--- Begin PASSAGE TO READ ---
Opataouaga Lake is a freshwater body of the Broadback River hydrographic slope of the municipality of Eeyou Istchee James Bay (municipality), in the administrative region of Nord-du-Québec, in Quebec, in Canada.

Forestry is the main economic activity of the sector. Recreational tourism activities come second with a large navigable body of water upstream of Lake Poncheville, and downstream Quénonisca Lake and the Broadback River.

The hydrographic slope of lake Opataouaga is accessible through the forest road R1023 (East-West direction) coming from the West and passing north of “Île au Pain de Sucre” (English: Sugarloaf Island); the R1023 connects the "James Bay Road" (North-South direction) that comes from Matagami; from “Île au Pain de Sucre”, this road heads north-east to the west side of Lac Rocher.

The surface of Opataouaga Lake is usually frozen from early November to mid-May, however, safe ice circulation is generally from mid-November to mid-April.
--- End PASSAGE TO READ ---
- CHALLENGE: Pick up the passage on Opataouaga Lake after its last sentence and go on writing it. The listing after this is not needed for the work here.
--- Begin DATA LINES ---
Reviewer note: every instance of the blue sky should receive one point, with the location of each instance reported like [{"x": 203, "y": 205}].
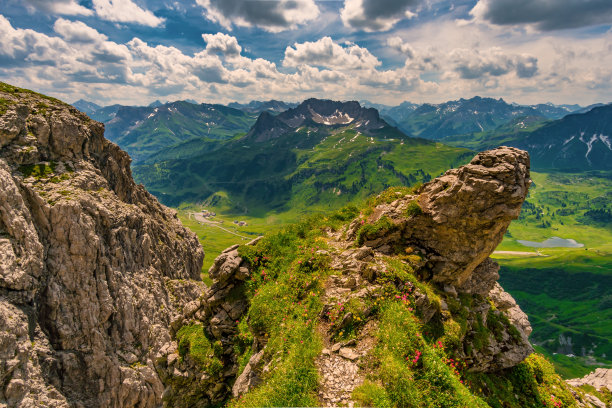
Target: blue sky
[{"x": 386, "y": 51}]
--- End DATA LINES ---
- RESPONSE BELOW:
Geography

Toponymy
Of Cree origin, this hydronym means "the lake with the sandy tip". This toponymic designation is indicated in the "Fifth Report of the Geographic Board of Canada 1904", published in Ottawa in 1905, page 46, under the graph: "Opatawaga; Lake, Northeast of Mattagami Lake, Abitibi District, Que. (Not Opiwatakan)".

The toponym Lake Opataouaga was formalized on December 5, 1968 at the Commission de toponymie du Québec, at the creation of this commission.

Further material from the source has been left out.